| Try it |
After locating the line that contains "Locate the fire engine" in the records below, write out exactly that line and each line after it through the one that contains "Locate the sky;", and nothing else.

| Record excerpts |
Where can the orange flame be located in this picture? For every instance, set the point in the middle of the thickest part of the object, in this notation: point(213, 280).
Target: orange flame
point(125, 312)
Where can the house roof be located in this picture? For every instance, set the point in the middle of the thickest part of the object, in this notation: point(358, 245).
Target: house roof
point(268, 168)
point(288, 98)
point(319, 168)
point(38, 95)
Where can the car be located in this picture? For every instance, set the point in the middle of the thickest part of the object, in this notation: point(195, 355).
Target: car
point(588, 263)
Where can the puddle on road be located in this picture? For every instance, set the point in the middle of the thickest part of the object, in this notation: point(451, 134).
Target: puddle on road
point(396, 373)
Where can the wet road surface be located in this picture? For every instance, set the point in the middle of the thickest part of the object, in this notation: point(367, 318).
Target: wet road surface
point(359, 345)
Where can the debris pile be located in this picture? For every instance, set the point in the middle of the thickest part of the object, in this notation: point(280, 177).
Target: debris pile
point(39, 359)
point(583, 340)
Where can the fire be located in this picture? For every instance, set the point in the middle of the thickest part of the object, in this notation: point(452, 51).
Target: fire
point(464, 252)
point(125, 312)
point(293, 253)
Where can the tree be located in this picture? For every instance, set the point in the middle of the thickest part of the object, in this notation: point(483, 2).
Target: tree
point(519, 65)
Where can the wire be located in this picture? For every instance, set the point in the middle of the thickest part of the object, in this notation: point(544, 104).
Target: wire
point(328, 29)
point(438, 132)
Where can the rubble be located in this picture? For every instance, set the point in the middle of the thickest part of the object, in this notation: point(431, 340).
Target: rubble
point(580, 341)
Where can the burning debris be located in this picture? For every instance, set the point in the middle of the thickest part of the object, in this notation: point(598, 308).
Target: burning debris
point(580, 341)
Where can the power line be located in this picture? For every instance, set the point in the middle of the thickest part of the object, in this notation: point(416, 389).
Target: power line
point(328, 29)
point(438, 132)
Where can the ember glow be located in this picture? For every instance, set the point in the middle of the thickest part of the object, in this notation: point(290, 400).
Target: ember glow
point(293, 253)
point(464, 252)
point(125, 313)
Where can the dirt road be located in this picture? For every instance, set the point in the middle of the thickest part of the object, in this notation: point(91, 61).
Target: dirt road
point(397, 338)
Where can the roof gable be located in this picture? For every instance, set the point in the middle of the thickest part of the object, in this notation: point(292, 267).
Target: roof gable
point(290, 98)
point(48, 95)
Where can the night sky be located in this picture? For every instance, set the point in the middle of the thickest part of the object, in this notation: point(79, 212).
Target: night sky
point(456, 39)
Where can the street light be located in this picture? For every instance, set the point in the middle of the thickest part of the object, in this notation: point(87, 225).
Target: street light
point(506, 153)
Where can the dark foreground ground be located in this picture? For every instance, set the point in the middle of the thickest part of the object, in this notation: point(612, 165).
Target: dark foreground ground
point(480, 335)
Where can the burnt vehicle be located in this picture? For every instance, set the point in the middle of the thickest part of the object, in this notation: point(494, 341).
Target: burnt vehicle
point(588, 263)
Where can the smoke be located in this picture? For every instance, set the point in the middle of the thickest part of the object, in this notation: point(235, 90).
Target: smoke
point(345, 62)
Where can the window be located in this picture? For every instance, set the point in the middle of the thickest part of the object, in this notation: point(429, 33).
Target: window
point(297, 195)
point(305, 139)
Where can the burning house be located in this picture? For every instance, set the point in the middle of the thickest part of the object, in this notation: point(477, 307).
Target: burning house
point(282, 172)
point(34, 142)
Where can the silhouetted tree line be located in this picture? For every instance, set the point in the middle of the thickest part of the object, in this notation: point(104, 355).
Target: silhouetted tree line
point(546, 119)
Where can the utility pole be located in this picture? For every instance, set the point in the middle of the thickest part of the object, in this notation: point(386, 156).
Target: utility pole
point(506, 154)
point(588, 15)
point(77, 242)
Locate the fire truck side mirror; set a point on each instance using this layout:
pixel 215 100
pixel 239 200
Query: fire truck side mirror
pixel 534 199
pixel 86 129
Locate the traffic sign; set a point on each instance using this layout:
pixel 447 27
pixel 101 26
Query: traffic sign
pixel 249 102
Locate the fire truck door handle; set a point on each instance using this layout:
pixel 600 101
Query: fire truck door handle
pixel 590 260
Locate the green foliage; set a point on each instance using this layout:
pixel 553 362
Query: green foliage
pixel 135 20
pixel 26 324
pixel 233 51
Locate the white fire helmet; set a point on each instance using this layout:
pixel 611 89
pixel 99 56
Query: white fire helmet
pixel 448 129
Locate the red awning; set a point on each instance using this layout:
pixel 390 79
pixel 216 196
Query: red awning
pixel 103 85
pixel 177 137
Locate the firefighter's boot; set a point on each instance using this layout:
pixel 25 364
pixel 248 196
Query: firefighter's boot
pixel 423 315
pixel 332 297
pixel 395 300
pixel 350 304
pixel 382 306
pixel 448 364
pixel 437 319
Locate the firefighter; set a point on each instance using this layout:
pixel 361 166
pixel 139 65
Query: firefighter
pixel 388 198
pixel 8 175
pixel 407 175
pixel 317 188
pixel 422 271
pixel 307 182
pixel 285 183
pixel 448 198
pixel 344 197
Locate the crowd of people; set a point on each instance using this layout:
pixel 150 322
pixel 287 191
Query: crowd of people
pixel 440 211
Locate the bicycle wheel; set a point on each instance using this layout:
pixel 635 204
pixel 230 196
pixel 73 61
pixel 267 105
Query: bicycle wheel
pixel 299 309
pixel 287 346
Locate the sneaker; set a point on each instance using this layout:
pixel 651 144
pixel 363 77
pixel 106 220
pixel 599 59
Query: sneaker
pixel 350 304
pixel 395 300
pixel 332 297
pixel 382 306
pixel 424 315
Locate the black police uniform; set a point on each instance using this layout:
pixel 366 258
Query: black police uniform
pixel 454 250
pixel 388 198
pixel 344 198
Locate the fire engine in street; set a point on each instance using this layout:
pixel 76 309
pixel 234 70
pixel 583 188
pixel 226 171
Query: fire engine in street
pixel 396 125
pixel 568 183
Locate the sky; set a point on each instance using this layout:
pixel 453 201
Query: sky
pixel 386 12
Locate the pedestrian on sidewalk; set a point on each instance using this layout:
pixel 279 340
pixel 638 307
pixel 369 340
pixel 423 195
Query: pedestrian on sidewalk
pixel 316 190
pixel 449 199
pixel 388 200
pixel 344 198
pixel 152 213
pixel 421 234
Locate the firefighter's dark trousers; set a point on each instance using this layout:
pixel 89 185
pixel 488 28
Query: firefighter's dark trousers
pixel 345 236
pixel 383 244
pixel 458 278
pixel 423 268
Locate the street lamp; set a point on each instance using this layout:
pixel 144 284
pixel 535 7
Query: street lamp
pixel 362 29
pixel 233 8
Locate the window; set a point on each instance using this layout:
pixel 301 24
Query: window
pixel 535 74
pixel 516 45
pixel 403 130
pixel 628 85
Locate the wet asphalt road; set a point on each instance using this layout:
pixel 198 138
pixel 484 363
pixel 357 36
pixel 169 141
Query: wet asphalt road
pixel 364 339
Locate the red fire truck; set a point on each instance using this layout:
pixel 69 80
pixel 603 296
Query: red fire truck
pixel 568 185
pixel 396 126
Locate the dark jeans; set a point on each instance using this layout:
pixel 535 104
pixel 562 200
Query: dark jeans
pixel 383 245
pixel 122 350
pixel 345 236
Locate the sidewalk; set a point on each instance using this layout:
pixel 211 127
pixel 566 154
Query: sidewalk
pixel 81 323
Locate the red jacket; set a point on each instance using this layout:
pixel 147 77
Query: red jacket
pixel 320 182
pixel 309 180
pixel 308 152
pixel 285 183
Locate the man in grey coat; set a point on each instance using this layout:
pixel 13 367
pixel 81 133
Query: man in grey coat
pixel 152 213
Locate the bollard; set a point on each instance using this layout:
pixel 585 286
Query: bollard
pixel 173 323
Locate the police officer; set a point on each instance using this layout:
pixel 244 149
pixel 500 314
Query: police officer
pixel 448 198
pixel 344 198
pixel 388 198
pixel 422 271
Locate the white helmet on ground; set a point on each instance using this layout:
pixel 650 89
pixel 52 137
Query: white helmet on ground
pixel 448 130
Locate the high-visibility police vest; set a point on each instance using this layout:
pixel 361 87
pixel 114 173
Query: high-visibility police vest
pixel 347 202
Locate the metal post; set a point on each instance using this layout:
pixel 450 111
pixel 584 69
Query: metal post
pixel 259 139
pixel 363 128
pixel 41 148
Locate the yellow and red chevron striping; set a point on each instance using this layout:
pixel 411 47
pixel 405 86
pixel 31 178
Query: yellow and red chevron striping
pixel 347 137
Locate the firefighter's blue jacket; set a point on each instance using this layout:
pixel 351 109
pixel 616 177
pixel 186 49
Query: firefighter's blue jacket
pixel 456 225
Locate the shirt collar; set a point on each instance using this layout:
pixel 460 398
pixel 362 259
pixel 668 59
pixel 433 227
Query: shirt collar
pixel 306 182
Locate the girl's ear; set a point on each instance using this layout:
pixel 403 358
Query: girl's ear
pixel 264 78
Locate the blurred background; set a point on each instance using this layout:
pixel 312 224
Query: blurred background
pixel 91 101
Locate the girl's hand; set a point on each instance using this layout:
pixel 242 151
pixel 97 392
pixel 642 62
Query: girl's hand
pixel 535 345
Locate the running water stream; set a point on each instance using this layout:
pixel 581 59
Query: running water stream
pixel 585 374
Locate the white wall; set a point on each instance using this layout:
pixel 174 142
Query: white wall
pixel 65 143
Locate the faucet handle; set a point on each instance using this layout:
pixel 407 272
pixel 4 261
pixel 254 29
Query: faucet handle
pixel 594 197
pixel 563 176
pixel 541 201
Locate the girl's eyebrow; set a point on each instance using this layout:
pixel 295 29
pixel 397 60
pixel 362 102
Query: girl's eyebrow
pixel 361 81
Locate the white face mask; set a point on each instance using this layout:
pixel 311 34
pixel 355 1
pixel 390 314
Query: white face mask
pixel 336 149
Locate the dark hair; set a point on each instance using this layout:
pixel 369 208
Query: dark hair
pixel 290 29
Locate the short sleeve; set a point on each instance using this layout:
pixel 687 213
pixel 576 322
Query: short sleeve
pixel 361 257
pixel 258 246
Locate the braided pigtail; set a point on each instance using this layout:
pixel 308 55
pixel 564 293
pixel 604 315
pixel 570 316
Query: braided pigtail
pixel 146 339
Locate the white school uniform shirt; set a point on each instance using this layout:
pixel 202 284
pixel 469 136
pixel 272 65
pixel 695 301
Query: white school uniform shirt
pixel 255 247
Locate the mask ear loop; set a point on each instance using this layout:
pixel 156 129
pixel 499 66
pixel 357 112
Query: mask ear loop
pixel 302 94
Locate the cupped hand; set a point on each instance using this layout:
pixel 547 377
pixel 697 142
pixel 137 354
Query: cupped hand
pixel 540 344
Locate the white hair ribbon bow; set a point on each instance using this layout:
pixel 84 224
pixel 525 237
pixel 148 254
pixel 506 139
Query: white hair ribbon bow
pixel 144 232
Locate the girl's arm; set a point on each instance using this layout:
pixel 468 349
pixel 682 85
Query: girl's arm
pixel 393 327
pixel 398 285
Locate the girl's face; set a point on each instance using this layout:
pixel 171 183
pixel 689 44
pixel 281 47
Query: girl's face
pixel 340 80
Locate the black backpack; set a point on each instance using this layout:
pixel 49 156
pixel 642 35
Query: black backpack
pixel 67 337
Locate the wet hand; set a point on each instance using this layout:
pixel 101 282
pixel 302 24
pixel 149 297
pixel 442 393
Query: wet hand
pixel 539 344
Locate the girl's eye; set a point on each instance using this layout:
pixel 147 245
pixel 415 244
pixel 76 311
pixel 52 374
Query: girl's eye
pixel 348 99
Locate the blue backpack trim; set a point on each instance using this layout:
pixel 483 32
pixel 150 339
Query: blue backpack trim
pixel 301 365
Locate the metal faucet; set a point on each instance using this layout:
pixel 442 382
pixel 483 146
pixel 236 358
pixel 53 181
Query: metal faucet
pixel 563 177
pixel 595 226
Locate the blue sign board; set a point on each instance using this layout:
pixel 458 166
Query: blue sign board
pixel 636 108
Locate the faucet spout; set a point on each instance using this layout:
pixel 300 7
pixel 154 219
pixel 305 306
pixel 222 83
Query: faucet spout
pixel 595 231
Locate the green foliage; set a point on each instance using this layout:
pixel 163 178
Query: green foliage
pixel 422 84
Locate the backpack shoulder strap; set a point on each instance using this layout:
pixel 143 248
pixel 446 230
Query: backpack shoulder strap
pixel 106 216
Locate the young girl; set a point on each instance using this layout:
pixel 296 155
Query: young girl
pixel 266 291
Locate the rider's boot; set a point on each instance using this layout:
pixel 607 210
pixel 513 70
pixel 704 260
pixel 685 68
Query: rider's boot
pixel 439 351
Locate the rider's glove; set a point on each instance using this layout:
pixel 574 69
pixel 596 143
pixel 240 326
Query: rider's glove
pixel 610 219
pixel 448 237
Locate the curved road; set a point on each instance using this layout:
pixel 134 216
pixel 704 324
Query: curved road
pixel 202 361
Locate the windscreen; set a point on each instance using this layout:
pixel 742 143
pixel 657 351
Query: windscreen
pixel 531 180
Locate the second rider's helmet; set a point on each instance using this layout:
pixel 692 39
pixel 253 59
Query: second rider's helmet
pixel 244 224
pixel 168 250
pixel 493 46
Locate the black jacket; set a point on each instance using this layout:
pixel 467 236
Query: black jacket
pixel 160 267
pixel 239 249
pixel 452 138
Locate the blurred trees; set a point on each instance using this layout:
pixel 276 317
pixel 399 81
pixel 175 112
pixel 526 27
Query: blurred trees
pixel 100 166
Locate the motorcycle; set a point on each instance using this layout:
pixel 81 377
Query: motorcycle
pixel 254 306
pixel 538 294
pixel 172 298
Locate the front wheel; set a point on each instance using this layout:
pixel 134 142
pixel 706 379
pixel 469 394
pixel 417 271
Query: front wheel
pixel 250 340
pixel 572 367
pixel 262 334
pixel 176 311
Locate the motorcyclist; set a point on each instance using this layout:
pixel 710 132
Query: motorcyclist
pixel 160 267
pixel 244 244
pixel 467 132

| Solution to the exercise |
Locate the fire engine in street; set a point on each instance using this layout:
pixel 76 309
pixel 234 70
pixel 583 188
pixel 226 171
Query: fire engine in street
pixel 396 125
pixel 568 183
Locate the sky; set a point on each instance using this layout:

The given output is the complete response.